- **Exercise aim**: In these lines, replace "masks" with "outlines" wherever it occurs, changing nothing else. Leave the pictures out of what you give back.

★ ★ ★ ★

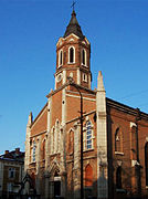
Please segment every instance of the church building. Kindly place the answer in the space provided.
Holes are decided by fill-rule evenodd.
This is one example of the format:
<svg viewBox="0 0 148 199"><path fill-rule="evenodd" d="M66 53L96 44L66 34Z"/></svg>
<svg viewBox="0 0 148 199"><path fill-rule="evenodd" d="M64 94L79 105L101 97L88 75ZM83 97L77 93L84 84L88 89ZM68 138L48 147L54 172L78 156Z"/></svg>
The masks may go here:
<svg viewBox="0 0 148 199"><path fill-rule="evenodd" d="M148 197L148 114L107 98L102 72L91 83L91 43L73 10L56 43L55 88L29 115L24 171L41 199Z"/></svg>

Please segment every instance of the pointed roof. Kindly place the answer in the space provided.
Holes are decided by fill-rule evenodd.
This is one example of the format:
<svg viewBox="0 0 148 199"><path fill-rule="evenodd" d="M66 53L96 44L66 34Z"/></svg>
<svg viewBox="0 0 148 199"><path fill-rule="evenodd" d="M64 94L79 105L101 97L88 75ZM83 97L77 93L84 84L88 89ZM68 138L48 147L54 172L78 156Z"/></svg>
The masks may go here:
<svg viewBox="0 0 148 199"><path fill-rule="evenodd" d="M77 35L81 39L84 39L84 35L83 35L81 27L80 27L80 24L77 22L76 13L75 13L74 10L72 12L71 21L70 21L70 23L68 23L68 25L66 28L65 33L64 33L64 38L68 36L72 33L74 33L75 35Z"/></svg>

★ ★ ★ ★

- **Result of the task**:
Please segment every instance of the church building. Kindly place the answer in the space provided.
Holes are decided by fill-rule evenodd.
This is one example of the format:
<svg viewBox="0 0 148 199"><path fill-rule="evenodd" d="M66 53L96 44L66 34Z"/></svg>
<svg viewBox="0 0 148 199"><path fill-rule="evenodd" d="M64 94L79 105L101 97L88 75ZM83 97L77 93L84 84L88 89ZM68 138L48 147L54 172L78 156Z"/></svg>
The outlines may go here:
<svg viewBox="0 0 148 199"><path fill-rule="evenodd" d="M148 197L148 114L107 98L102 72L91 83L91 43L73 10L56 43L55 88L29 115L24 171L41 199Z"/></svg>

Please segment every instance of the pointed roof. Kindly place the answer in the space provided.
Holes are decided by fill-rule evenodd.
This is one example of the format:
<svg viewBox="0 0 148 199"><path fill-rule="evenodd" d="M66 53L96 44L66 34Z"/></svg>
<svg viewBox="0 0 148 199"><path fill-rule="evenodd" d="M64 94L79 105L101 97L88 75ZM83 97L77 93L84 84L88 89ZM68 138L48 147L54 172L78 156Z"/></svg>
The outlines may go here:
<svg viewBox="0 0 148 199"><path fill-rule="evenodd" d="M77 35L81 39L84 39L84 35L83 35L81 27L80 27L80 24L77 22L76 13L75 13L74 10L72 12L71 21L70 21L70 23L68 23L68 25L66 28L65 33L64 33L64 38L68 36L72 33L74 33L75 35Z"/></svg>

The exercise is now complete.